# Directions:
Extract every line of the material below and reproduce it faithfully.

# Provided data:
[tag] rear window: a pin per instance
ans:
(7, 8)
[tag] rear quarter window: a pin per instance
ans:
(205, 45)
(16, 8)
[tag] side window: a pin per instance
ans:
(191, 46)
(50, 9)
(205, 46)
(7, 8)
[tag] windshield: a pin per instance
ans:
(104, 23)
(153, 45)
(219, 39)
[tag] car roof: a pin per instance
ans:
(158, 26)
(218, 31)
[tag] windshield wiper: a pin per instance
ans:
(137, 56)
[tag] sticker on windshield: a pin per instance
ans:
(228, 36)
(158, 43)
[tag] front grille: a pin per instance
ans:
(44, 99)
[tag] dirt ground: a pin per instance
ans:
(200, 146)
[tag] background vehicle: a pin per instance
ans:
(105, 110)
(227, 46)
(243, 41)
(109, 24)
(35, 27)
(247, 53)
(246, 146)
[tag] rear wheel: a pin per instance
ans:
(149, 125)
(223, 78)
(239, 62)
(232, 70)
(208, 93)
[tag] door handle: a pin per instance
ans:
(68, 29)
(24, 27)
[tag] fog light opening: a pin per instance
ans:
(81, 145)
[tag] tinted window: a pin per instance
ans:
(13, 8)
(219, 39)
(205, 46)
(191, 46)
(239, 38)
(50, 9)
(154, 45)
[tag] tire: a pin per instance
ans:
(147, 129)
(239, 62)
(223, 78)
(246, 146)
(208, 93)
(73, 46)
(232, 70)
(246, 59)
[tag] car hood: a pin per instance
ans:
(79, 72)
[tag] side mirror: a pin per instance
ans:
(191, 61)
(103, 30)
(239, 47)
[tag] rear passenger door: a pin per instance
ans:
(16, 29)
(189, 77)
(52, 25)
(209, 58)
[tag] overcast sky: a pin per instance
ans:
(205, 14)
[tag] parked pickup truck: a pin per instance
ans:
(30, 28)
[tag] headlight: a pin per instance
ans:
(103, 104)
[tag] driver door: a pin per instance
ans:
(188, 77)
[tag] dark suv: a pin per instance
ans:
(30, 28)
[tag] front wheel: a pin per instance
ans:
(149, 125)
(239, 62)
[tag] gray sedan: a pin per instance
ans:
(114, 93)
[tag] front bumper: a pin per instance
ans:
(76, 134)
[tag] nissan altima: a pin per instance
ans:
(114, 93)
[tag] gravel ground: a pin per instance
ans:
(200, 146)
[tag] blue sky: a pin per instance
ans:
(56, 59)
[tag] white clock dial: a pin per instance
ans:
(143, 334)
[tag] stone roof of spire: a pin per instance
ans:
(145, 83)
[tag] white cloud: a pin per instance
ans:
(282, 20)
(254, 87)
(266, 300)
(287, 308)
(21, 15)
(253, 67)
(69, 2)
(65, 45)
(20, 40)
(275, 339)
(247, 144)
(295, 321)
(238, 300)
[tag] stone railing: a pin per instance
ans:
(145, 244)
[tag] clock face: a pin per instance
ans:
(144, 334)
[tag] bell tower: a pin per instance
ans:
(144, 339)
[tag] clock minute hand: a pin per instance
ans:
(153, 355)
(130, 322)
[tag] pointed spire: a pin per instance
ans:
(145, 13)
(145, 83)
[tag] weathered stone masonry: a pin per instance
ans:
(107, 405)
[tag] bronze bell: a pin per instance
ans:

# Right answer:
[tag] rear window: a pin per instance
ans:
(7, 8)
[tag] rear quarter window: a pin per instance
ans:
(205, 45)
(16, 8)
[tag] side window: a pin per instance
ans:
(191, 46)
(50, 9)
(205, 46)
(7, 8)
[tag] windshield: a pin per instance
ans:
(104, 23)
(153, 45)
(219, 39)
[tag] car roof: a pin per instance
ans:
(158, 26)
(218, 31)
[tag] windshield wiper: a pin per instance
ans:
(137, 56)
[tag] sticker on windshield: a pin per instance
ans:
(228, 36)
(158, 43)
[tag] front grille: a pin per instance
ans:
(44, 99)
[tag] dirt ground: a pin per instance
ans:
(200, 146)
[tag] background vehicle: a pin per instance
ans:
(105, 110)
(227, 46)
(243, 41)
(109, 24)
(35, 27)
(247, 53)
(246, 146)
[tag] rear wheel: a pin per instance
ans:
(149, 125)
(223, 78)
(239, 62)
(232, 70)
(208, 93)
[tag] door handle: a pin per instance
ans:
(68, 29)
(24, 27)
[tag] fog light opening: a pin per instance
ans:
(81, 145)
[tag] tinted window: a pin per instance
ans:
(13, 8)
(219, 39)
(205, 46)
(191, 46)
(239, 38)
(50, 9)
(154, 45)
[tag] tire: a pin per instance
ans:
(147, 129)
(239, 62)
(223, 78)
(246, 146)
(208, 93)
(73, 46)
(232, 70)
(246, 59)
[tag] car hood: a pin per instance
ans:
(79, 72)
[tag] side mirror: a pin per instance
ans:
(191, 61)
(103, 30)
(239, 47)
[tag] rear passenger door: a pin per instance
ans:
(16, 29)
(189, 77)
(52, 25)
(209, 58)
[tag] overcast sky: a pin per instance
ans:
(205, 14)
[tag] parked pickup truck: a pin per instance
ans:
(30, 28)
[tag] headlight: a pin per instance
ans:
(103, 104)
[tag] driver door: a pin per instance
ans:
(188, 77)
[tag] dark suv: a pin per instance
ans:
(30, 28)
[tag] front wheel: a pin per instance
ans:
(149, 125)
(239, 62)
[tag] gray sedan: a pin per instance
ans:
(114, 93)
[tag] front bumper: a pin per instance
ans:
(76, 134)
[tag] nissan altima: a pin per instance
ans:
(114, 93)
[tag] gravel ground: a pin per instance
ans:
(200, 146)
[tag] blue sky: a pin per instance
ans:
(56, 59)
[tag] white clock dial: a pin per instance
ans:
(143, 334)
[tag] stone roof of spire: a pin per instance
ans:
(145, 83)
[tag] white cloud: a pin per instance
ans:
(282, 20)
(254, 87)
(266, 300)
(287, 308)
(21, 15)
(253, 67)
(69, 2)
(65, 45)
(20, 40)
(275, 339)
(247, 144)
(295, 321)
(238, 300)
[tag] stone railing: a pin per instance
ans:
(145, 244)
[tag] clock face: a pin per instance
ans:
(144, 334)
[tag] bell tower: a pin per instance
ans:
(144, 339)
[tag] clock minute hand: a pin per instance
ans:
(153, 355)
(130, 322)
[tag] pointed spire: a pin per instance
ans:
(145, 13)
(145, 83)
[tag] weathered stone masonry: a pin per instance
ans:
(107, 405)
[tag] bronze bell: a pin per instance
ans:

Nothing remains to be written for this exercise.